# Tâches à effectuer
1. Dupliquez à l'identique le passage de la chronique littéraire qui s'ouvre sur les mots contenant "Elle comprend alors" et se clôt sur "de la folie.".
2. Rédigez la suite de la chronique littéraire à partir de l'endroit où elle s'arrête.

# Extrait source
»»

« My absolut darling » de Gabriel Tallent

L’univers de Julia Alveston alias Turtle tourne autour de son père, manipulateur et violent, et les bois autour de chez elle, qu’elle arpente fusil à la main. A 14 ans sa seule vie sociale se résume au lycée où elle n’a pas d’amis. Jusqu’au jour où elle rencontre Jacob et Brett, deux adolescents perdus dans la forêt à qui elle apporte son aide. 

Elle comprend alors que la vie qu’elle mène avec son père n’est peut-être pas irréversible et qu’elle peut chercher sa liberté.  

« My absolut darling » est une véritable claque littéraire, d’une puissance et une intensité folle. Gabriel Tallent démontre un talent dingue avec ce roman sur la relation exclusive et ambivalente entre un père et sa fille. Sous couvert de survivalisme Martin garde sa fille près de lui dans une relation de dépendance affective. Il lui voue un amour absolu, total, à la limite de la folie. 

Turtle va devoir briser le carcan paternel et se dépasser pour s’en sortir.  

C’est violent, empli de colère et de révolte et ça prend le lecteur aux tripes. Impossible de lâcher ce roman une fois qu’on l’a commencé.  

Edition Gallmeister

« Toutes blessent, la dernière tue » de Karine Giebel

Orpheline de mère, Tama a 8 ans lorsque son père la confie à Mejda, une connaissance qui va l’emmener en France. Celle-ci promet de s’occuper d’elle, son père pensant que Tama aurait plus de chance là-bas. Mais Mejda, une fois en France, la vend comme esclave à sa belle-famille. Tama doit alors faire le ménage, la lessive, la cuisine, s’occuper des enfants et surtout supporter les brimades de ce couple hyper violent. Une couche à même le sol pour dormir et des restes pour repas.

Un véritable enfer qu’elle endure avec résignation. Tama apprend à lire et à écrire par elle-même et s’évade tous les soirs dans sa tête. Son seul moment de bonheur est la visite de Izri, le fils de Mejda, qui est l’unique personne à lui accorder de la considération.

Parallèlement on suit Gabriel. Un homme qui vit en ermite dans un endroit reculé. Hanté par un lourd passé, il trouve un matin une jeune fille blessée dans son écurie. Elle ne se souvient de rien. Qui est-elle?

««

# Extraits du listing

»»

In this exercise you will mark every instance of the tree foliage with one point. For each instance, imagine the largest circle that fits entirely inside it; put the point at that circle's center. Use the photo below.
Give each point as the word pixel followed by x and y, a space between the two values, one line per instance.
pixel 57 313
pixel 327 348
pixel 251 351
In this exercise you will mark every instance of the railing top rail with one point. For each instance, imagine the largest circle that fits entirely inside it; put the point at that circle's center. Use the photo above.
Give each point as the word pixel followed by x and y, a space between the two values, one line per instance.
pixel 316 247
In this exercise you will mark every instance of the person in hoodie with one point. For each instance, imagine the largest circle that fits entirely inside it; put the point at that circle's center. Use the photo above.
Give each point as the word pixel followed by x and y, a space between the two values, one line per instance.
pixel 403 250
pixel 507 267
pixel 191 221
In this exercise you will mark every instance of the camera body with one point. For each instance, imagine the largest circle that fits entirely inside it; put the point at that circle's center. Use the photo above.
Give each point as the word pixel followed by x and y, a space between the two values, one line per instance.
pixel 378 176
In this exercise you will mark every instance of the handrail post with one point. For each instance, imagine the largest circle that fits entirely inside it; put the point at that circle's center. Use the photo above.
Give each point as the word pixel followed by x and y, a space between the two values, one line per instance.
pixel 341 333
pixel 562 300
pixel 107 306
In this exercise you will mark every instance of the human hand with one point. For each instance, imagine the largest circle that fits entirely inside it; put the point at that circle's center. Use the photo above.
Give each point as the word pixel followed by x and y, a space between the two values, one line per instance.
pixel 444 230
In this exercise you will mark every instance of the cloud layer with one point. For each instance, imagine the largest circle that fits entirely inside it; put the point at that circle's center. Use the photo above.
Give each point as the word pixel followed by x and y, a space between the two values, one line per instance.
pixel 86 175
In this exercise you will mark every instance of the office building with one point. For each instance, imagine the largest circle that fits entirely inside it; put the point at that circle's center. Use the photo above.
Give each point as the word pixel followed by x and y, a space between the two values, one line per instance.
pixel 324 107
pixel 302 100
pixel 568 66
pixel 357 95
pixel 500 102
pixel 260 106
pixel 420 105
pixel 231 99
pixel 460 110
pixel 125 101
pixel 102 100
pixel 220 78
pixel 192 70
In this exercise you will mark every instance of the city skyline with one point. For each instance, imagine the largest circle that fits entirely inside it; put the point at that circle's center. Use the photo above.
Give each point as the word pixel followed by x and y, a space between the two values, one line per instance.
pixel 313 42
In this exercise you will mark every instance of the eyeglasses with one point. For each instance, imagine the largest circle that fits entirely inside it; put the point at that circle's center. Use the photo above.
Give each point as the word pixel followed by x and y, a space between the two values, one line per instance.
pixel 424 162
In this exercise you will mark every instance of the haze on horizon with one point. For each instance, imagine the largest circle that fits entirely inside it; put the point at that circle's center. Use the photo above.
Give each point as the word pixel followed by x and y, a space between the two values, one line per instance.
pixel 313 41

««

# Résultats ordonnés
1.
Elle comprend alors que la vie qu’elle mène avec son père n’est peut-être pas irréversible et qu’elle peut chercher sa liberté.  

« My absolut darling » est une véritable claque littéraire, d’une puissance et une intensité folle. Gabriel Tallent démontre un talent dingue avec ce roman sur la relation exclusive et ambivalente entre un père et sa fille. Sous couvert de survivalisme Martin garde sa fille près de lui dans une relation de dépendance affective. Il lui voue un amour absolu, total, à la limite de la folie.

2.
Karine Giebel ne mâche pas ses mots et nous livre une histoire terrifiante. Terrifiante quand on sait que l’esclavagisme existe encore de nos jours et que des petites filles sont vendues comme des objets et sont moins bien traitées que des animaux de compagnie. C’est une fiction car c’est romancé mais le fond est une réalité.

On en oublie qu’il s’agit d’un thriller tellement l’histoire de Tama nous prend aux tripes. Une héroïne pure et dure qui courbe l’échine mais ne plie pas face à la violence dont on fait preuve à son égard. Karine Giebel nous propose un panel de personnages complexes où la ligne blanche entre le bien et le mal est très mince.

Que l’épaisseur de l’ouvrage ne vous effraie pas, « Toutes blessent, la dernière tue » se lit quasiment d’une traite, vous ne fermerez pas ce livre avant de savoir si Tama s’en sort à la fin.

Édition Pocket

« L’empathie » de Antoine Renand

« Vous ne dormirez plus jamais la fenêtre ouverte »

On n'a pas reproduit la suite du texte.